» Kutipan Teks
————

Mari kita mulai dari gemerlap kota yang fana. Pemerintah Kota Madiun bakal tambah ikon di kawasan PSC. Menara Jam Big Ben Inggris serta Kincir Angin Belanda akan meramaikan khazanah spot selfie, keduanya akan diletakkan di sebelah barat miniatur menara Eiffel. Perlu dulur ketahui, kalau kawasan Sumber Wangi ini memiliki banyak sekali miniatur dunia: Patung Merlion, Kereta Shinkansen, Ka’bah, dan Menara Eiffel.

Luar biasa Pak Maidi, kalau saya boleh usul, mbok dibangunke patung Tuhan Yesus. Alasannya sederhana, biar atmosfer toleransi di Kota Madiun nampak di tengah kota dan kerukunan masyarakat beragama ter-representasikan. Sebab kota yang besar adalah kota yang menghargai perbedaan, tapi kalau ditolak ya nggak papa, wong ini hanya usul, ditambah lagi saya wong Kabupaten, jadi kurang etis kalau memaksakan kehendak ke saudara muda.

Dunia ini patuh dengan hukum timbal balik, ada spot foto itu artinya ada keramaian, ada keramaian berarti ada potensi kemacetan. Nah, mitigasi menghadapi kemacetan harus segera difikrikan, kalau nggak segera dicarikan solusi, bisa diluar nayla nanti crowdednya. Bangun juga lahan parkir yang memadai, diskusikan terkait transportasi publik, persiapkan tata kelola kota yang jelas. Jangan sampai periode selanjutnya malah panen banjir.
____________

Pemkab Madiun gelar seleksi Duta Pariwisata dan Duta Batik, seleksi ini bertujuan untuk memilih pemuda/i ter-good looking. Maaf, maksud saya, terbaik. Generasi muda yang terpilih nanti akan menjadi representasi atau wajah dalam mengenalkan potensi wisata dan budaya batik di wilayah Kabupaten Madiun. Seleksi ini diikuti 100 peserta, dan 80 diantaranya lolos seleksi administrasi.

————

(Materi dari sebuah kumpulan data)

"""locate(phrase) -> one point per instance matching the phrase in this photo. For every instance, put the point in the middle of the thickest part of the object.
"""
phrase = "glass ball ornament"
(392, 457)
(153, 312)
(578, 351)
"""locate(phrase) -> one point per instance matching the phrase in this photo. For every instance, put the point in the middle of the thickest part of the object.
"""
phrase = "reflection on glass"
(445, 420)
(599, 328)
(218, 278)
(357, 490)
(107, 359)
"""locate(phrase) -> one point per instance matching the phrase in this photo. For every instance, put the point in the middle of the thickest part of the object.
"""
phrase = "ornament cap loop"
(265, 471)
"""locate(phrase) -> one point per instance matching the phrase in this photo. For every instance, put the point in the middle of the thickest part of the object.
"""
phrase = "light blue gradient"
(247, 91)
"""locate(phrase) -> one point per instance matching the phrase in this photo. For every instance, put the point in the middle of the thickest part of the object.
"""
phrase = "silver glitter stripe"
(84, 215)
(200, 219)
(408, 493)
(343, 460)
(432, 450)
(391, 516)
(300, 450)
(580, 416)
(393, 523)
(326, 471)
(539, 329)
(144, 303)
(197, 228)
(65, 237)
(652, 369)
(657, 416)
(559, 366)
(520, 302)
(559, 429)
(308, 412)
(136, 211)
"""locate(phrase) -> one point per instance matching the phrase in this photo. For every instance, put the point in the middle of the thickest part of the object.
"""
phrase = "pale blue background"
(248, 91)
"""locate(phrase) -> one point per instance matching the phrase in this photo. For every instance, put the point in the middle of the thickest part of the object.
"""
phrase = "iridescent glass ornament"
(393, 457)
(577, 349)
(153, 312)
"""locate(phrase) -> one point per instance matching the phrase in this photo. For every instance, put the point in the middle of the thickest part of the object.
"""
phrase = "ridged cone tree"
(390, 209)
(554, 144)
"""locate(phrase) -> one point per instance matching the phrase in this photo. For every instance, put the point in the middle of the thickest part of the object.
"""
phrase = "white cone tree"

————

» Tugas Latihan
A. Ringkas paragraf dalam kutipan yang diawali "Pemkab Madiun gelar seleksi" menjadi daftar butir tanpa menghilangkan fakta pokoknya.
B. Salin ulang bagian kutipan mulai dari "Dunia ini patuh" sampai dengan "lolos seleksi administrasi.".
Materi tersebut diambil dari sumber yang berbeda dengan kutipan.

» Jawaban Berurutan
A.
- Pemkab Madiun menggelar seleksi Duta Pariwisata dan Duta Batik.
- Tujuannya memilih pemuda/i terbaik.
- Generasi muda yang terpilih akan menjadi representasi atau wajah dalam mengenalkan potensi wisata dan budaya batik di Kabupaten Madiun.
- Seleksi diikuti 100 peserta, 80 di antaranya lolos seleksi administrasi.

B.
Dunia ini patuh dengan hukum timbal balik, ada spot foto itu artinya ada keramaian, ada keramaian berarti ada potensi kemacetan. Nah, mitigasi menghadapi kemacetan harus segera difikrikan, kalau nggak segera dicarikan solusi, bisa diluar nayla nanti crowdednya. Bangun juga lahan parkir yang memadai, diskusikan terkait transportasi publik, persiapkan tata kelola kota yang jelas. Jangan sampai periode selanjutnya malah panen banjir.
____________

Pemkab Madiun gelar seleksi Duta Pariwisata dan Duta Batik, seleksi ini bertujuan untuk memilih pemuda/i ter-good looking. Maaf, maksud saya, terbaik. Generasi muda yang terpilih nanti akan menjadi representasi atau wajah dalam mengenalkan potensi wisata dan budaya batik di wilayah Kabupaten Madiun. Seleksi ini diikuti 100 peserta, dan 80 diantaranya lolos seleksi administrasi.